> Exercise task: Pull out every line below that contains the word "white", and copy each of those lines in full.
* BEGIN Data to use *
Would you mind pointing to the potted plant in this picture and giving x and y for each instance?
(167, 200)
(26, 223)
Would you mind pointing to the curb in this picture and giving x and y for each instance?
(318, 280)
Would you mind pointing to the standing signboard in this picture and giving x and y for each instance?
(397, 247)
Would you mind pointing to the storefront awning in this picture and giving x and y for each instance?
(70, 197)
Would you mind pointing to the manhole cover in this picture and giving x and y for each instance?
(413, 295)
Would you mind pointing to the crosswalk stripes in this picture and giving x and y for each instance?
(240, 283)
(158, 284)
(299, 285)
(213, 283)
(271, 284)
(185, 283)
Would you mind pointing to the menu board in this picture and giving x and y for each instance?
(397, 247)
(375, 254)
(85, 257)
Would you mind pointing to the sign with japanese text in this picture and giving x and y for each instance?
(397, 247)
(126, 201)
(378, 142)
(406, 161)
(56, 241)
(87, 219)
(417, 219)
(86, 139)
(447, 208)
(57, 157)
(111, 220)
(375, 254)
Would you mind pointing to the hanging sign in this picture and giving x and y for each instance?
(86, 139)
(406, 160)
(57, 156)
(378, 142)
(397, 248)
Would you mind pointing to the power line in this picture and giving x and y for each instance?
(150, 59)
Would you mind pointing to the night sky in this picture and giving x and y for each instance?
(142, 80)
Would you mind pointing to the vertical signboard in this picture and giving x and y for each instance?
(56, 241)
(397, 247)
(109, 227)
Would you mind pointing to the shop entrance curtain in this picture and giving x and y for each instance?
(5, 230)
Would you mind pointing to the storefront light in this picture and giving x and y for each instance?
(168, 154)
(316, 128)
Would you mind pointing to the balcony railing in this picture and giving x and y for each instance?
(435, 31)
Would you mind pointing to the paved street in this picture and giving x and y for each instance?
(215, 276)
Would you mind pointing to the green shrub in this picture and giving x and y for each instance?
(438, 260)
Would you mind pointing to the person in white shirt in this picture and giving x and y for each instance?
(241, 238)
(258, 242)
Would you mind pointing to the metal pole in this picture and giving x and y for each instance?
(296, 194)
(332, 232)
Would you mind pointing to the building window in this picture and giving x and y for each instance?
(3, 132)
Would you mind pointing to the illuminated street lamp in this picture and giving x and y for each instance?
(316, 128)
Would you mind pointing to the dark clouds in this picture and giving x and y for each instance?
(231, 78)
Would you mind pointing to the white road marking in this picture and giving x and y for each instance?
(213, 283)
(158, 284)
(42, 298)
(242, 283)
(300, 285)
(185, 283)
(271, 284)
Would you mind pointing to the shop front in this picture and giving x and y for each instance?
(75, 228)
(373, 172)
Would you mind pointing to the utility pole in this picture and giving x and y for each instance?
* END Data to use *
* BEGIN Data to use *
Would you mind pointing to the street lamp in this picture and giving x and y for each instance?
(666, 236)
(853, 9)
* END Data to use *
* BEGIN Data to use *
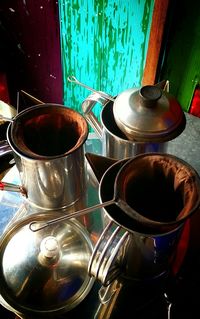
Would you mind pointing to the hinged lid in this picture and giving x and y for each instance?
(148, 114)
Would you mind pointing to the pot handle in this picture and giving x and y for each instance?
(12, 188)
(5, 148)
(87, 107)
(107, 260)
* END Data to use *
> Result of this exercise:
Would you mind pointing to the person in white shirt in this picture and giving x and y for each instance?
Would you mind pointing to the white road marking in this picture and giving x and y for each instance?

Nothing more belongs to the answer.